- PASSAGE FOR REVIEW:
The shame and stigma around premarital sex may compel men to stay with their partners, since they have no one else or end the relationship. Men shared that they were afraid of being considered sexual predators and as a result some of them supported their partners behind-the-scenes due to fear. They preferred waiting outside clinics rather than a direct interaction with service-providers because they were afraid of being reprimanded. They also described love and concern for their partners and her health. Further, the degree of personal freedom and mobility that young men and women enjoy also determined the extent of male involvement. Economically independent female participants who lived away from home did not depend on their male partners as much.
As a researcher, what stood out the most for me during this study was to hear men talk about their vulnerabilities. For many of them, their conversation with us was the first time they were speaking about the abortion with anybody. Many of them shared how they felt alone, pressured and scared and did not know where to get the right information. They felt reluctant to reach out, even amongst their peers and had only spoken to that ‘one trusted friend’ to seek information. They had not discussed their feelings of guilt for not doing enough and their fear of responding to the situation alone.
On June 2, 2019, Sapna was featured on a panel discussion on Abortion Law and Abortion Rights in India, hosted by the Indian news channel Tiranga TV, moderated by Indian reporter Barkha Dutt. The panel's discussion included a host of issues and questions related to abortion, the law and legal perspectives, abortion rights, and male engagement and access to services in India.
The study highlighted a pressing need to engage with young men and women around issues of sexual pleasure, consent, contraception and their legal rights around abortion in India. Young men and women navigate a situation of an unintended pregnancy with a high degree of fear and vulnerability and a lack of information. This makes them susceptible to exploitation. It is also important to engage with service-providers to ensure that they provide abortion services in a non-judgmental manner. It is crucial to create avenues where young men and women can access these services and gain necessary and timely information. At the same time, there is a need to engage with schools, parents and community on the stigma about pre-marital sex and its costs.

- DATASET:
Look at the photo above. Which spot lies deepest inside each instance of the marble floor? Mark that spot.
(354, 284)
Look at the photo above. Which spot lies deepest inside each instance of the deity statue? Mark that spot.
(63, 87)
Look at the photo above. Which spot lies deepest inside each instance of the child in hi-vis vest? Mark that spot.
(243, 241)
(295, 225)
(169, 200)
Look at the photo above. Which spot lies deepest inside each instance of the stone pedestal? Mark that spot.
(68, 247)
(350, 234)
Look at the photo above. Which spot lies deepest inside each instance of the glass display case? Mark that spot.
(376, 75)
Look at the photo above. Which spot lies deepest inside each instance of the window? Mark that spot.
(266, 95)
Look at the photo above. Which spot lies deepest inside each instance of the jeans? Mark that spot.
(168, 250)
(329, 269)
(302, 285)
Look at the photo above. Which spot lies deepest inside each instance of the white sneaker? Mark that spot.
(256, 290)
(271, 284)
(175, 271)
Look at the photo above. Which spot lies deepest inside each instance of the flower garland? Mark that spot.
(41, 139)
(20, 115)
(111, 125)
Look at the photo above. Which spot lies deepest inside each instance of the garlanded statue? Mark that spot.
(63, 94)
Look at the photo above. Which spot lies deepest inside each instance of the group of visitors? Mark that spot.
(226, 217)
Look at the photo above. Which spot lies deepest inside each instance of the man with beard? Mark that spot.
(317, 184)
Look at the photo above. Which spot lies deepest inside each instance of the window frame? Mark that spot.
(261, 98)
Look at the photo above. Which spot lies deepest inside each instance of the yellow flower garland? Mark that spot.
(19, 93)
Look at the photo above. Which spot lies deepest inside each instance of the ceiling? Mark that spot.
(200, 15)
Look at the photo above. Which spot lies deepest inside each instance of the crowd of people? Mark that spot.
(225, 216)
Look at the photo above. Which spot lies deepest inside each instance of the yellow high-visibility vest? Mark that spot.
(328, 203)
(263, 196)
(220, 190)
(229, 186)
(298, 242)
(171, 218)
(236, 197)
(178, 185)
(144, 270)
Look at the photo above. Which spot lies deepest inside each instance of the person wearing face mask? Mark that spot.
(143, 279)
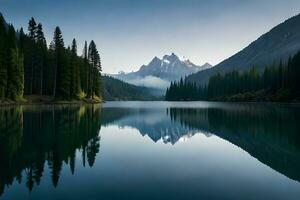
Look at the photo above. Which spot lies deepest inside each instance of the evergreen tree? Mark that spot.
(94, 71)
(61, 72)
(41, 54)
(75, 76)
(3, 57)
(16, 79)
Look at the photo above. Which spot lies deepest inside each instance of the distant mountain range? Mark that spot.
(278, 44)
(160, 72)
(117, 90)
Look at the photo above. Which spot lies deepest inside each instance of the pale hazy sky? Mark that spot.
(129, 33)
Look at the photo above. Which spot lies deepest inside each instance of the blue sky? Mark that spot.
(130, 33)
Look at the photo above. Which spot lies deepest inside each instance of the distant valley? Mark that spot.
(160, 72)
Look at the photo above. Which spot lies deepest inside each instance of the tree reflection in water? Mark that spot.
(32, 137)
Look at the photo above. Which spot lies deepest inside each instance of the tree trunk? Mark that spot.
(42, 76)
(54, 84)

- EXERCISE SET:
**A)** Can you sum up the passage on young men and abortion in India in two sentences?
**B)** Would you transcribe the part of the passage on young men and abortion in India starting at "The study highlighted" and ending at "and its costs."?

- EXERCISE SOLUTIONS:
**A)** Fearing stigma and being seen as sexual predators, many men in the study supported their partners behind the scenes, and many felt alone, pressured and scared, unsure where to get the right information, and spoke only to one trusted friend. The study points to a need to engage young men and women on sexual pleasure, consent, contraception and abortion rights, to ensure service providers work without judgment, and to address the stigma of premarital sex with schools, parents and community.

**B)**
The study highlighted a pressing need to engage with young men and women around issues of sexual pleasure, consent, contraception and their legal rights around abortion in India. Young men and women navigate a situation of an unintended pregnancy with a high degree of fear and vulnerability and a lack of information. This makes them susceptible to exploitation. It is also important to engage with service-providers to ensure that they provide abortion services in a non-judgmental manner. It is crucial to create avenues where young men and women can access these services and gain necessary and timely information. At the same time, there is a need to engage with schools, parents and community on the stigma about pre-marital sex and its costs.